INSTRUCTIONS TO FOLLOW:
Every record below is to be repeated exactly, with the pictures left out.

--- DATA SHOWN Enclosed Below ---

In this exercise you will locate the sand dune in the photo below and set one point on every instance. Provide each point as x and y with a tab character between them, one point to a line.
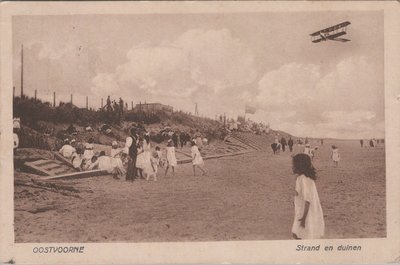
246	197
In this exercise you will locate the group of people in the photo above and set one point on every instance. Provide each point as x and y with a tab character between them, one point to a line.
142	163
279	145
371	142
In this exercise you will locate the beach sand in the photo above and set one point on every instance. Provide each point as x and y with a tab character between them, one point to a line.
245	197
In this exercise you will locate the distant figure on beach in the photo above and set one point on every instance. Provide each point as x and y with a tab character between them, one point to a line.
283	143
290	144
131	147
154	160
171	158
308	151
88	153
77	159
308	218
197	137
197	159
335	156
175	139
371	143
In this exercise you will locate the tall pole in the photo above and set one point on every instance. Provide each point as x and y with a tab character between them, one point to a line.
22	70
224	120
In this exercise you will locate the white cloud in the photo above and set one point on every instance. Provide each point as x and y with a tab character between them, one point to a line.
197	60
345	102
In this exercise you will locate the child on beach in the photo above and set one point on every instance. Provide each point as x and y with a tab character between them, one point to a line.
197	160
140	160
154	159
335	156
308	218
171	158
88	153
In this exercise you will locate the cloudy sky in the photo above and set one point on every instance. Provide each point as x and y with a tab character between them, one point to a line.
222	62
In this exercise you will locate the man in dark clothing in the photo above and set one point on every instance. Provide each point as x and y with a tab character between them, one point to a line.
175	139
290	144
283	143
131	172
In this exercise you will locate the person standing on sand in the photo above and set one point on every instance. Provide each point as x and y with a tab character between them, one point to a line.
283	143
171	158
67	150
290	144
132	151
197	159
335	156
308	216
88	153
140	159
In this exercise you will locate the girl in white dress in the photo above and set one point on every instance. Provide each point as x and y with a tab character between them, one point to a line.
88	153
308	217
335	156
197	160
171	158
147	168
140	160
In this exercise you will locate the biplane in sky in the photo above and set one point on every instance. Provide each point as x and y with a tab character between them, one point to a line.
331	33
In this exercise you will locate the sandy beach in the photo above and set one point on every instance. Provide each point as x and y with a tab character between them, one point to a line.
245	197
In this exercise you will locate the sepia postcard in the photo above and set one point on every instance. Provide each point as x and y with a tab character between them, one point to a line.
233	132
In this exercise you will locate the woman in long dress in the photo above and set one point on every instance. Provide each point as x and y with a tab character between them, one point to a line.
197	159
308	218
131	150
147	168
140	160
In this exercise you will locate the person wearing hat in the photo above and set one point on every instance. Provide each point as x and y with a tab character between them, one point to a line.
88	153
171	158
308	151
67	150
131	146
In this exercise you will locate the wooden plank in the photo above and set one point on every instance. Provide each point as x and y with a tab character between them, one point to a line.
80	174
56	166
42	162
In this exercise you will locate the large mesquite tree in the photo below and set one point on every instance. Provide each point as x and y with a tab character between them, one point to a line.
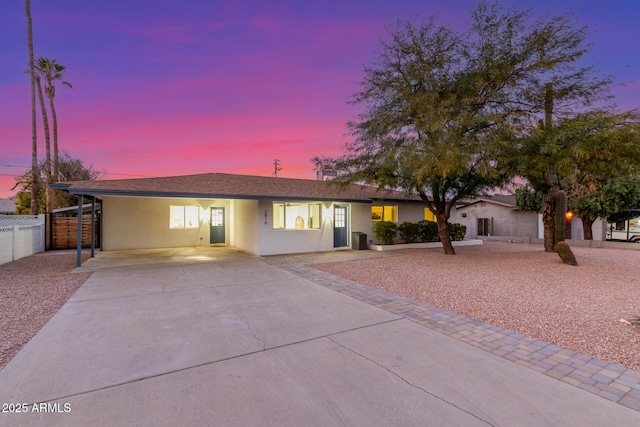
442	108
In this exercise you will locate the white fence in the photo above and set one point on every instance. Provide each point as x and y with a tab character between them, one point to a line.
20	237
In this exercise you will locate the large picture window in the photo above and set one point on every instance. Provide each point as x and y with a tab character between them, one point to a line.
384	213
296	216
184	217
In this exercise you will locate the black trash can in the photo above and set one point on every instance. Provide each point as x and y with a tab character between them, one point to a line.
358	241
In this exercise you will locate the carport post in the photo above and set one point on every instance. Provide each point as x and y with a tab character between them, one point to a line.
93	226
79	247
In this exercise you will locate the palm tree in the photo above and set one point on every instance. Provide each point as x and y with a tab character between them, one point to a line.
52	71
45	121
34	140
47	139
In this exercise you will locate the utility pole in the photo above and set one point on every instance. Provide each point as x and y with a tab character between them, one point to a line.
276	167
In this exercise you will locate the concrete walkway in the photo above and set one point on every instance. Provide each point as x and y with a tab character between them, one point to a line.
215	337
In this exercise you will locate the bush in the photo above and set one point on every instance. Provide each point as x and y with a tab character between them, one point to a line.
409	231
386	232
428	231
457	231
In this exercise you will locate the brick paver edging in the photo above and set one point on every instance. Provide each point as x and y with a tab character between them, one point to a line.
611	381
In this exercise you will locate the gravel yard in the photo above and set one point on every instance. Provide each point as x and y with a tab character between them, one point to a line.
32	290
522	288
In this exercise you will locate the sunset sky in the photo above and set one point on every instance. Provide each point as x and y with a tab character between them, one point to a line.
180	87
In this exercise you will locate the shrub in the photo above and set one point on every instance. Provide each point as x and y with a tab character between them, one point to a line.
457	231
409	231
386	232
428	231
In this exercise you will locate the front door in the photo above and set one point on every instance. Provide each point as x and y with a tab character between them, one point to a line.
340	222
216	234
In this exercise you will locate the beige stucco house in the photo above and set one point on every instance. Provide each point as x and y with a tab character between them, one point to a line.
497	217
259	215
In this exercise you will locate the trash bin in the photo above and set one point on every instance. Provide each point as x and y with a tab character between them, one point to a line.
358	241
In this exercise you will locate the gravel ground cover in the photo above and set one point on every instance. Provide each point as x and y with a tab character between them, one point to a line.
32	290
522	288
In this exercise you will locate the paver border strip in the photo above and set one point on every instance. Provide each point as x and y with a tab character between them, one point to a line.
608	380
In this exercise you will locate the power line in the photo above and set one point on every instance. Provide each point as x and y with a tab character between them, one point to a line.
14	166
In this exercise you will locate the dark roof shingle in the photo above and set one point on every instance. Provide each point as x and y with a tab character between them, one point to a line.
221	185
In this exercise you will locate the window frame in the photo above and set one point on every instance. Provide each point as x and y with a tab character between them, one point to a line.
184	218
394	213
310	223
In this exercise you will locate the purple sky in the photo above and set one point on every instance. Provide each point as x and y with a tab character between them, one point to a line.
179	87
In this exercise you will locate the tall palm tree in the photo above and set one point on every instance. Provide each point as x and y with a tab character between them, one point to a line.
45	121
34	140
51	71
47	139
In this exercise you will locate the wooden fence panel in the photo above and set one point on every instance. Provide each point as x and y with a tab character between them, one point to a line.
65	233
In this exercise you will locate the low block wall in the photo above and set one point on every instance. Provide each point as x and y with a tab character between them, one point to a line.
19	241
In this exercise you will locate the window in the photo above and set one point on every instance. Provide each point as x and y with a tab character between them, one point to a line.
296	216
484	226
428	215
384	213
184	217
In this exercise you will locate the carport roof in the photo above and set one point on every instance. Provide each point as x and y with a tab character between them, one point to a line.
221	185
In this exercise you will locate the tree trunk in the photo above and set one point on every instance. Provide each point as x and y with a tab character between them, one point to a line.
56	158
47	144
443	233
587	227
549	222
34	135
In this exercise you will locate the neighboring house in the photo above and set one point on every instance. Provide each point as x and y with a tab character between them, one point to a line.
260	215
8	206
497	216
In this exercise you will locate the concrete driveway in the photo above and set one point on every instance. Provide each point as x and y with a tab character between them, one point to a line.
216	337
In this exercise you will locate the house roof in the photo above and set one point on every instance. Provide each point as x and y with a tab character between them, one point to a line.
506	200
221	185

--- End of Enclosed DATA SHOWN ---

TASK OUTPUT:
In this exercise you will locate the sand dune in the photo below and set one point on every instance. Provide each point as x and y with a tab character between them, one point to a line.
246	197
In this exercise you will locate the group of people in the photo above and set one point on every instance. Provide each point as x and y with a tab character between them, one point to a line.
142	163
279	145
371	142
In this exercise you will locate the beach sand in the photo above and set one point on every instance. Provide each point as x and y with a tab character between them, one point to a line.
245	197
In this exercise you will locate the distant figure on beach in the photo above and set one point on every instance. Provide each point as x and y with a tab character between them, one point to a line.
283	143
290	144
131	147
154	160
171	158
308	151
88	153
77	159
308	218
197	137
197	159
335	156
175	139
371	143
In this exercise you will locate the tall pole in the photo above and set one point on every instance. Provide each point as x and y with a tab character between them, one point to a line.
22	70
224	120
In this exercise you will locate the white cloud in the photo above and set one point on every instance. Provide each point as x and y with a tab character between them, one point to a line.
197	60
345	102
In this exercise you will locate the child on beach in the photo above and set one point on every instance. Provide each point as x and y with a tab character between them, one point to a line.
197	160
140	160
154	159
335	156
308	218
171	158
88	153
In this exercise you will locate the cloudy sky in the photo above and set one point on every instance. Provide each point as x and y with a tab character between them, one point to a line.
222	62
In this exercise you will locate the man in dark clothing in the photo above and set one point on every instance. Provide each point as x and y with a tab character between them, one point to a line.
175	139
290	144
283	143
131	172
In this exercise you will locate the person standing on sand in the photo above and set one point on every instance. Provide each point as x and y with a tab character between them, one point to a line.
283	143
171	158
67	150
290	144
132	151
197	159
335	156
308	216
88	153
140	159
In this exercise you will locate the girl in white dress in the photo above and set one point on every instance. Provide each point as x and y with a tab character between them, one point to a line.
88	153
308	217
335	156
197	160
171	158
147	168
140	160
In this exercise you will locate the biplane in sky in the photo above and set one point on every instance. Provide each point as x and y with a tab character between them, one point to a line.
331	33
In this exercise you will locate the sandy beach in the photo above and set one point on every instance. Provide each point as x and y with a tab character between them, one point to a line.
245	197
In this exercise you will locate the sepia postcard in the photo above and set one point on every instance. Provide each point as x and y with a tab character between them, one point to a line.
233	132
In this exercise you will locate the woman in long dress in the photo above and set one point on every instance. Provide each point as x and y with a tab character between them, one point to a line.
197	159
308	218
131	150
147	168
140	160
In this exercise you will locate the person wearing hat in the photo above and set one point on every instance. Provide each point as x and y with a tab character between them, one point to a line.
88	153
171	158
308	151
67	150
131	146
In this exercise you will locate the wooden plank in the photo above and set one point on every instance. Provide each point as x and y with a tab character between them, one point to a line.
80	174
56	166
42	162
In this exercise you will locate the large mesquite tree in the photo below and set one point on every instance. Provide each point as x and y with a tab character between them, one point to a line.
442	108
In this exercise you will locate the white fence in the photo above and set one point on every instance. Provide each point as x and y with a tab character between them, one point to a line.
20	237
In this exercise you will locate the large picture window in the photo above and set one point on every instance. Provide each point as x and y with a tab character between them, one point to a line.
384	213
296	216
184	217
In this exercise you will locate the black trash can in the photo above and set one point on every instance. Provide each point as x and y with a tab character between them, one point to a line.
358	241
In this exercise you will locate the carport post in the photo above and set one point on every instance. Provide each point as x and y with a tab character between them, one point to a line.
93	226
79	247
In this exercise you will locate the palm tree in the photo above and set one point on every instance. Provide each point as x and y with a tab character between them, one point to a line.
52	71
45	121
34	140
47	139
In this exercise you will locate the utility pole in the photo above and set one point on every instance. Provide each point as x and y with a tab character between them, one point to a line.
276	167
In this exercise you will locate the concrete walkway in the photo above and set one point on every instance. Provide each point as x and y with a tab character between them, one point to a line.
215	337
In this exercise you will locate the bush in the photo above and set one point on every instance. Provide each point as x and y with a tab character between them, one point to a line.
409	231
386	232
428	231
457	231
In this exercise you will locate the brick paver edging in the photo above and set one point on every instance. Provide each point as x and y with a tab character between them, one point to a line.
611	381
In this exercise you will locate the gravel yard in the photo above and set one point on every instance. Provide each point as x and y with a tab character between them, one point to a line.
32	290
522	288
In this exercise you will locate the sunset sky in the photo above and set one point on every instance. Provide each point as x and y with a tab character between them, one point to a line.
180	87
In this exercise you will locate the shrub in the photo above and set one point on every instance. Provide each point as x and y with a tab character between them, one point to a line.
457	231
409	231
386	232
428	231
In this exercise you will locate the front door in the photo above and set one point on every instance. Provide each point as x and y with a tab character between them, one point to a line.
340	222
216	234
In this exercise you will locate the beige stucco house in the photo above and set one point on every instance. Provide each point as x and y with a tab character between them, one point to a line.
497	217
259	215
In this exercise you will locate the trash bin in the photo above and set one point on every instance. Provide each point as x and y with a tab character between them, one point to a line.
358	241
In this exercise you will locate the gravel ground cover in the photo above and set one point on every instance. Provide each point as x and y with a tab character between them, one point to a line.
32	290
522	288
In this exercise you will locate the paver border strip in the photo above and set one point on every instance. Provide each point as x and y with a tab character between them, one point to a line.
608	380
In this exercise you will locate the power line in the photo above and set one point on every instance. Provide each point as x and y with a tab character between them, one point to a line.
14	166
In this exercise you will locate the dark roof shingle in the photo above and set one point on every instance. Provide each point as x and y with a tab character between them, one point to a line.
221	185
In this exercise you will locate the window frame in the photo above and set one point on every instance. Provide each point as x and y with a tab character between them, one point to a line.
184	218
394	213
310	223
In this exercise you will locate the purple sky in the photo above and set one point on every instance. Provide each point as x and y with a tab character between them, one point to a line.
179	87
In this exercise you will locate the tall palm tree in the photo above and set one point on every instance. Provide each point as x and y with a tab character between them, one point to a line.
45	121
34	140
51	71
47	139
In this exercise you will locate the wooden fence panel in the photo above and set one point on every instance. Provide each point as x and y with a tab character between them, one point to a line.
65	233
In this exercise you will locate the low block wall in the photo above and set one point on every instance. Provide each point as x and y with a tab character between them, one point to a line.
19	241
In this exercise you will locate the window in the photo above and set one point on every instance. Provide each point as x and y with a tab character between them, one point to a line.
296	216
484	226
428	215
384	213
184	217
In this exercise you will locate the carport roof in the photo above and set one point on every instance. Provide each point as x and y with a tab character between them, one point to a line.
221	185
In this exercise you will locate the tree trunk in the photo above and set one point on every instance. Provide each point as x and y with a tab character between them, one point to a line.
56	158
47	144
443	233
587	227
549	222
34	135
In this exercise you will locate the neighboring house in the photo above and set one point on every instance. Provide each point as x and y with a tab character between them, one point to a line.
260	215
8	206
497	216
In this exercise you will locate the concrete driveway in the photo above and set one point on every instance. Provide each point as x and y with a tab character between them, one point to a line.
216	337
In this exercise you will locate the house roof in the photo above and set one point on every instance. Provide each point as x and y with a tab character between them, one point to a line.
506	200
221	185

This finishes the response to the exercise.